BEGIN Record extracts

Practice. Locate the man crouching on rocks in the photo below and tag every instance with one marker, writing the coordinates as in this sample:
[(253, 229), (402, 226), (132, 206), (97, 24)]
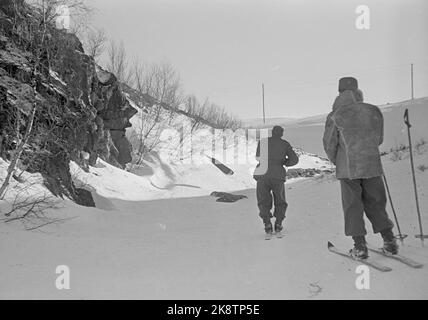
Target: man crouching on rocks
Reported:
[(273, 153), (353, 133)]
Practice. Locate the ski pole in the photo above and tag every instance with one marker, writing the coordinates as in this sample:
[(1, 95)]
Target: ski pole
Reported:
[(407, 122), (400, 235)]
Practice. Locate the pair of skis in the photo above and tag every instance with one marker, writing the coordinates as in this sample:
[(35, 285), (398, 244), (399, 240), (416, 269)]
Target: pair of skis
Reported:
[(371, 263), (269, 236)]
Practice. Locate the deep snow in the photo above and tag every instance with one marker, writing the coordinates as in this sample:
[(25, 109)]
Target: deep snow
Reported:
[(196, 248), (174, 241)]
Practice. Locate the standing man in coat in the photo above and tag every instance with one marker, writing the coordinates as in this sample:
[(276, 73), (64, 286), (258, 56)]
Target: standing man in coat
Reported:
[(353, 133), (273, 154)]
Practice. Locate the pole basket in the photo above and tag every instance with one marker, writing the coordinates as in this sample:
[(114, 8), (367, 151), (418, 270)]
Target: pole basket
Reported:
[(421, 236), (401, 237)]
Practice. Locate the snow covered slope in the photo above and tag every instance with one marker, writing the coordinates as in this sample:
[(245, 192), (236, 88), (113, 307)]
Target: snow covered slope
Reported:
[(197, 248), (307, 133)]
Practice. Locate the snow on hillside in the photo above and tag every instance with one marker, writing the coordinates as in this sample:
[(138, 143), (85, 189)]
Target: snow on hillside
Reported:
[(307, 133), (197, 248)]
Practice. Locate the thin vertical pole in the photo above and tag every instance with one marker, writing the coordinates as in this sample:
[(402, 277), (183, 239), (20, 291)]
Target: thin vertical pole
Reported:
[(411, 79), (263, 100), (407, 122)]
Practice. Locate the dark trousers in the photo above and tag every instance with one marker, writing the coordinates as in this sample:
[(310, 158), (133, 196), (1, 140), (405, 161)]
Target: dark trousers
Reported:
[(266, 189), (364, 195)]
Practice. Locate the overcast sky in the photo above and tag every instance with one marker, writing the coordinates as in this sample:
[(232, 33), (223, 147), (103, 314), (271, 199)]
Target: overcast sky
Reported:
[(225, 49)]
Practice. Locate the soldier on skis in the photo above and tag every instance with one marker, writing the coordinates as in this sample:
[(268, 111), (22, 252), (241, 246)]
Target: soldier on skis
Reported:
[(353, 133), (273, 153)]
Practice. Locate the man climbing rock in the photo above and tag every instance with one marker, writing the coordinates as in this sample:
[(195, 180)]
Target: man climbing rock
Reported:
[(273, 153), (353, 133)]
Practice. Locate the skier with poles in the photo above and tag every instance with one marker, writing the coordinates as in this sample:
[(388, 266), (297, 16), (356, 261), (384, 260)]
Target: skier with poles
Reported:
[(352, 135), (273, 153)]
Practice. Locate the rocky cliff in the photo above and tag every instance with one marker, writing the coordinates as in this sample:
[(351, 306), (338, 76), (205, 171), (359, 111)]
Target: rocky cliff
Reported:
[(81, 112)]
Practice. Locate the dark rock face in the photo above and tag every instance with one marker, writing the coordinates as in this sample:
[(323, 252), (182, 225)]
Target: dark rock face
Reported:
[(81, 112)]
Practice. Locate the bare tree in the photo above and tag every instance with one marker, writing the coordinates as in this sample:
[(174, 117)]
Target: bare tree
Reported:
[(95, 41), (118, 62)]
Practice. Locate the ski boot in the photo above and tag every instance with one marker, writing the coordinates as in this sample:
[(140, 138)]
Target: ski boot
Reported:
[(390, 245), (278, 229), (268, 230), (359, 251)]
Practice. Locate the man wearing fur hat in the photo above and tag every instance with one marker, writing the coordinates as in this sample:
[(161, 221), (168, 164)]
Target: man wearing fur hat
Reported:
[(273, 154), (353, 133)]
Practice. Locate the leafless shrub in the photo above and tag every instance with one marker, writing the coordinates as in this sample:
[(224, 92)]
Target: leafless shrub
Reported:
[(31, 208), (210, 113), (94, 42), (118, 62)]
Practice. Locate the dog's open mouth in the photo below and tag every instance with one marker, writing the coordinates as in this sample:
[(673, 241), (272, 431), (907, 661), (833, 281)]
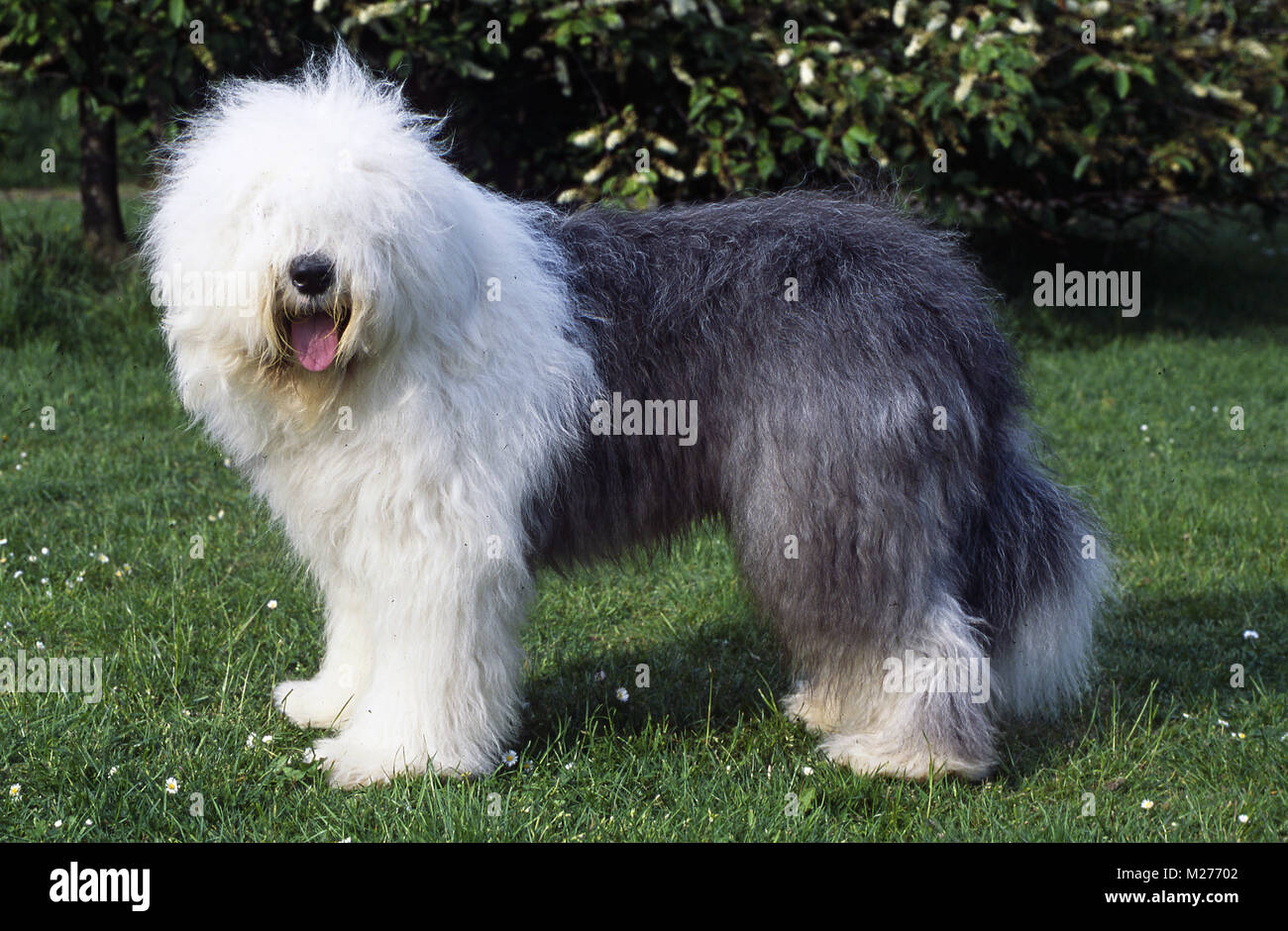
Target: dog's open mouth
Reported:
[(316, 339)]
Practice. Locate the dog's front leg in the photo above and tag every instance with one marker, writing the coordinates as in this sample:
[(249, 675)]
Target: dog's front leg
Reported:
[(445, 668), (326, 700)]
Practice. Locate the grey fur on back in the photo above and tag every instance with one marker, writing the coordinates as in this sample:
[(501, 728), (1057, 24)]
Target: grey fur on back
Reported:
[(816, 423)]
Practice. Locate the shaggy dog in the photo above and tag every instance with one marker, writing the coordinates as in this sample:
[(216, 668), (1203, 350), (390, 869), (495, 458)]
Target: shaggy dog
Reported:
[(439, 390)]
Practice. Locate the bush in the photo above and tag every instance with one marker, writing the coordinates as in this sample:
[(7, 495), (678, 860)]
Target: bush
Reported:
[(1030, 123)]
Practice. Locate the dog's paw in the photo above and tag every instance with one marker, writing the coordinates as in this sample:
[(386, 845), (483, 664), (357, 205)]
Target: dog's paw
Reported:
[(810, 708), (871, 755), (362, 756), (313, 702)]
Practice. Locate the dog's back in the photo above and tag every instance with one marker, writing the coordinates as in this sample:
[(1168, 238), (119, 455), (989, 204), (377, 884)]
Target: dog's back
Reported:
[(859, 426)]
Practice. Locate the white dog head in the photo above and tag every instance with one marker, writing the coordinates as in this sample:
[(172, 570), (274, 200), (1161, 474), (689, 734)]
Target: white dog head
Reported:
[(294, 227)]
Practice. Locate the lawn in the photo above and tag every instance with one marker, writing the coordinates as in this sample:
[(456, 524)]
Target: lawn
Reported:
[(98, 518)]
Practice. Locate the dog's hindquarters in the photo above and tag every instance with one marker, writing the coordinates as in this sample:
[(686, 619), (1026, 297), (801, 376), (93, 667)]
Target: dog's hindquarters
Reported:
[(1037, 571)]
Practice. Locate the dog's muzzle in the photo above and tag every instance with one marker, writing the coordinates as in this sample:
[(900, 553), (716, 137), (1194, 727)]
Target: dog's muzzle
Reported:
[(316, 322)]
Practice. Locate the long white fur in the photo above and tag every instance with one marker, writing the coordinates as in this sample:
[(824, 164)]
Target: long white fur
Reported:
[(410, 522)]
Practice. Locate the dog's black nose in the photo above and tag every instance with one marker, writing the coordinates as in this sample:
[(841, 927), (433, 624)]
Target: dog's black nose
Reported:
[(312, 274)]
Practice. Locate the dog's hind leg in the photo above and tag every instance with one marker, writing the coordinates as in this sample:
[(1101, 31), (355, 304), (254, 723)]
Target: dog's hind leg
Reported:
[(918, 711), (853, 563)]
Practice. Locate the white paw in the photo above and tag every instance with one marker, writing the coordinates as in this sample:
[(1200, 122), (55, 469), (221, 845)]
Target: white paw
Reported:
[(314, 702), (871, 755), (365, 755)]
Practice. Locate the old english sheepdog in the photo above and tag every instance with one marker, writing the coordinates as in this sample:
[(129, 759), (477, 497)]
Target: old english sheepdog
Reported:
[(439, 390)]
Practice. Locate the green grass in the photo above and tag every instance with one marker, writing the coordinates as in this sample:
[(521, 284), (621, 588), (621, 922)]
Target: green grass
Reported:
[(191, 649)]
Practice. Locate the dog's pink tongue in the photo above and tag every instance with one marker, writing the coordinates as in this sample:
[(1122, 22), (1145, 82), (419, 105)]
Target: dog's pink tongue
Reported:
[(314, 342)]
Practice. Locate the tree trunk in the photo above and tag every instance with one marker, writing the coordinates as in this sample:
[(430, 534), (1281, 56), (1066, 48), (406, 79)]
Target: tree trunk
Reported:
[(101, 206)]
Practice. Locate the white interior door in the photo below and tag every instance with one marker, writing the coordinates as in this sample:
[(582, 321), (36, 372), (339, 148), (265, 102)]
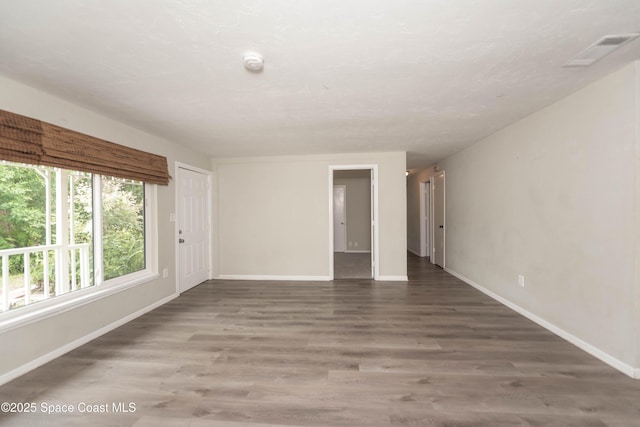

END Record extracts

Turn the lines above, from the one containing "Practice. Locate the lawn" through the one containing "[(1037, 571)]", into a Markdown table with the columns No. and Line. Leave out blank lines.

| No. | Line |
|---|---|
| 1 | Practice. Locate the lawn in the photo above and tag every instance with one marker, writing the coordinates as in this sample: |
| 2 | [(456, 524)] |
| 3 | Target: lawn |
| 4 | Reported: |
| 5 | [(98, 518)] |
| 6 | Practice. Locate the dog's hindquarters in the photo above and tag every instance with one marker, writing the coordinates as in this sample: |
| 7 | [(686, 619), (1026, 297), (801, 376), (93, 667)] |
| 8 | Target: dog's hindquarters |
| 9 | Reported: |
| 10 | [(1037, 571)] |